> **原文**
◆ ◆ ◆ ◆ ◆ ◆ ◆
豆腐屋、総菜屋、金物屋、文具店、布団屋、洗濯屋、万事(よろず)屋など、大型スーパーがなかった時代から存在していたこれらの店は、街の住民の生活に寄り添いながら、今日まで細々と経営を続けている。
日本ではもう少なくなっているであろう懐かしの店は、韓国の地方都市はもちろん、ソウルでもまだ見ることができる。
いまだに残る懐かしの専門店
古風な店構え、ひと昔前によく見られたような大きな看板、店の外にせり出した陳列台、奥では主人とその友達がおしゃべりに興じていたりする。なんともスローで温かみのある光景だ。韓国では移動トラックの商品販売もまだまだ存在する。例えば、果物や野菜、鉢植えなど植物、絵画の販売などは住宅街でよく見かける。歩道の上に商品をずらりと並べ、主人は簡易椅子に腰かけてじっと客が来るのを待っている。
◆ ◆ ◆ ◆ ◆ ◆ ◆
> **提供資料**
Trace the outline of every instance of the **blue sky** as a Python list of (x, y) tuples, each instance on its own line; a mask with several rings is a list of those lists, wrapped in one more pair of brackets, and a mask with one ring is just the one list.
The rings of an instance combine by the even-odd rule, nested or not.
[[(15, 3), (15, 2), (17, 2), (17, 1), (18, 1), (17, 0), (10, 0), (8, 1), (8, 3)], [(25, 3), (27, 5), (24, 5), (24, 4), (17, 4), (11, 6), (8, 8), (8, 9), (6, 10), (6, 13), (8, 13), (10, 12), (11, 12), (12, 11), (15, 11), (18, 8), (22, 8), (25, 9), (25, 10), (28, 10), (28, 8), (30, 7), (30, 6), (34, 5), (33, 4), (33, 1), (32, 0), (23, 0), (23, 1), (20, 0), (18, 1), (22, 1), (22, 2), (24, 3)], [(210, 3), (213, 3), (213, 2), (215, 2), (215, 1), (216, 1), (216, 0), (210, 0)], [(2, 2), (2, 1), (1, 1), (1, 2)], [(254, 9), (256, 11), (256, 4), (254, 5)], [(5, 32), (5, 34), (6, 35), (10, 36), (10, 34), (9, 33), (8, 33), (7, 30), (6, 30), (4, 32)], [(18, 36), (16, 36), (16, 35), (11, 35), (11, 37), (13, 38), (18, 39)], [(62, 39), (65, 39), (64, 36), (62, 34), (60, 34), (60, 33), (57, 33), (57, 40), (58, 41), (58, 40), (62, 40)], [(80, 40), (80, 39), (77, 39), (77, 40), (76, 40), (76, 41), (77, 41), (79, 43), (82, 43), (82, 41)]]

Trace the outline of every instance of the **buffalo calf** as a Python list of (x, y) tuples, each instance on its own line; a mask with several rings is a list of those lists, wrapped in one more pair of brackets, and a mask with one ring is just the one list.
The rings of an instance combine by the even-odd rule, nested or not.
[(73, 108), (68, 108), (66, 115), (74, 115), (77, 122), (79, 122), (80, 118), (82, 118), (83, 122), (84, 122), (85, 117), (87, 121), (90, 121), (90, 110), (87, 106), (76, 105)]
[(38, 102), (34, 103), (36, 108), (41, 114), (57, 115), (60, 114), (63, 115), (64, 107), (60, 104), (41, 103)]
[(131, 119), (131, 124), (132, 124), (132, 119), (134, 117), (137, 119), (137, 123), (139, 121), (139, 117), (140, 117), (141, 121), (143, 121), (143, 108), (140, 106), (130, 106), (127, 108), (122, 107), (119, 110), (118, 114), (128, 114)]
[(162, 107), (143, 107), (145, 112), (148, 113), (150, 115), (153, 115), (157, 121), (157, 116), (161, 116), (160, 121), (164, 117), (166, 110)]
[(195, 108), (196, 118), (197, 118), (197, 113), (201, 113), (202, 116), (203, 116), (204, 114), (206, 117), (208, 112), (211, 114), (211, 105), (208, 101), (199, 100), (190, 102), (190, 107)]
◆ ◆ ◆ ◆ ◆ ◆ ◆
> **課題**
韓国に残る懐かしの店についての文章を、最後の一文の後から書き継いでください。

> **課題の解答**
路地の片隅や駅の近くには古びた小さなコンテナを店舗とした靴磨き・靴直し店がある。常連客は靴が直るまでの間、主人と世間話を楽しんだりする。
つい先日、刃物の研ぎ直しを行う移動トラックが繁華街近くの大通りに停車していた。巡回トラックによる刃物研ぎがまだ存在していたとは! 驚いた。しばらく遠くから眺めていたが、客から預かった包丁を慣れた手つきで研ぐその人はまさに職人だった。
現実は厳しい……
これらの小さな専門店に共通することは、長年その仕事に関わってきた人の知識や技術は素晴らしいということ。良心的な値段、けれど技術は一流。人々はその店の主人が“匠の技”の持ち主であることを知っている。そんな昔ながらの専門店がある風景をいつまでも見ていたいと思うのだが、現状は厳しい。
大型スーパーの増加に伴い、これら個人経営の専門店は次々と廃業を余儀なくされているのが現実だ。チェーン展開をする企業にのみ込まれていく店も少なくない。地域に根差した商店を保護するために、大型スーパーの営業時間、休業日は法律で定められており、規定の時間内でしか営業が許可されていない。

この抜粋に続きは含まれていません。